— start of Dataset —

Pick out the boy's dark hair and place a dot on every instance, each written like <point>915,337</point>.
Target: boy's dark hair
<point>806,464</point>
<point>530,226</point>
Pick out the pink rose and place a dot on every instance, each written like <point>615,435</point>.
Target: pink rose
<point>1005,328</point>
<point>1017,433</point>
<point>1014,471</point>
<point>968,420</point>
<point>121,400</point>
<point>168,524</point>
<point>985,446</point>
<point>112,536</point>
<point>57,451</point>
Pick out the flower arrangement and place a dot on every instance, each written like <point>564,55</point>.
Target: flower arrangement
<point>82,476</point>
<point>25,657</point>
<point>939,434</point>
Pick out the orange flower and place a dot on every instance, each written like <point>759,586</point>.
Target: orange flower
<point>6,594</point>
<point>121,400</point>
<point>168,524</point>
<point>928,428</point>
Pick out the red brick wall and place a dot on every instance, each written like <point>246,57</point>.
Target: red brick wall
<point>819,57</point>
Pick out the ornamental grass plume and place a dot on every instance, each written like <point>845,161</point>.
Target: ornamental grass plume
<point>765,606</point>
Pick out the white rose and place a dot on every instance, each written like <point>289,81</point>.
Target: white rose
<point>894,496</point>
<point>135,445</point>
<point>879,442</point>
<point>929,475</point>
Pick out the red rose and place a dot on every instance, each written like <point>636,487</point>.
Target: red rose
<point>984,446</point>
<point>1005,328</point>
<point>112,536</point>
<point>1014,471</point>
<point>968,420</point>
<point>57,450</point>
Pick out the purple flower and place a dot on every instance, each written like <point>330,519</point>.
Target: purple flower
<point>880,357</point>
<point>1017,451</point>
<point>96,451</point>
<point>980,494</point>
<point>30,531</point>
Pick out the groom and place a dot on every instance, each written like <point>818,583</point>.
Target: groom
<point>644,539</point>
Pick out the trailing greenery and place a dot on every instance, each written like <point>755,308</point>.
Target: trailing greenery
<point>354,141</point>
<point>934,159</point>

— end of Dataset —

▶ [Problem statement]
Reproduce every one of the lines above word for word, from the first through the last.

▶ [The response]
Pick out the boy's dark hair and place a dot on every instance, each written like <point>915,337</point>.
Target: boy's dark hair
<point>806,464</point>
<point>530,226</point>
Pick out the pink rose and place a dot on every instance, each written like <point>615,435</point>.
Target: pink rose
<point>1005,328</point>
<point>1017,433</point>
<point>1014,471</point>
<point>968,420</point>
<point>121,400</point>
<point>168,524</point>
<point>985,446</point>
<point>112,536</point>
<point>57,451</point>
Pick out the flower arrangement and place a dot on every instance, each written like <point>564,55</point>.
Target: flower arrangement
<point>82,476</point>
<point>25,657</point>
<point>939,434</point>
Pick out the orange flower and place a dot on every instance, each written like <point>759,586</point>.
Target: orange flower
<point>6,594</point>
<point>121,400</point>
<point>168,524</point>
<point>928,428</point>
Pick out the red brick wall and place a dot on every instance, each written like <point>246,57</point>.
Target: red brick wall
<point>819,57</point>
Pick out the ornamental grass plume and place a dot on every instance, each written like <point>845,161</point>.
Target: ornamental grass plume
<point>765,606</point>
Pick out the white rose and place a dot on every instance, each written like <point>289,81</point>.
Target: white rose
<point>894,496</point>
<point>135,445</point>
<point>879,442</point>
<point>929,475</point>
Pick out the red rose and place a dot on every instance, each written like <point>636,487</point>.
Target: red rose
<point>984,446</point>
<point>1005,328</point>
<point>112,536</point>
<point>1014,471</point>
<point>968,420</point>
<point>57,450</point>
Pick out the purple flower and place a dot on every instance, each written like <point>330,519</point>.
Target: purple flower
<point>880,357</point>
<point>1017,451</point>
<point>96,451</point>
<point>980,494</point>
<point>30,531</point>
Pick out the groom and place a dot on every instance, each written like <point>818,583</point>.
Target: groom
<point>644,539</point>
Pick out the trailing greenery and place a dot on every instance, each written like <point>755,308</point>.
Target: trailing greenery
<point>354,141</point>
<point>934,159</point>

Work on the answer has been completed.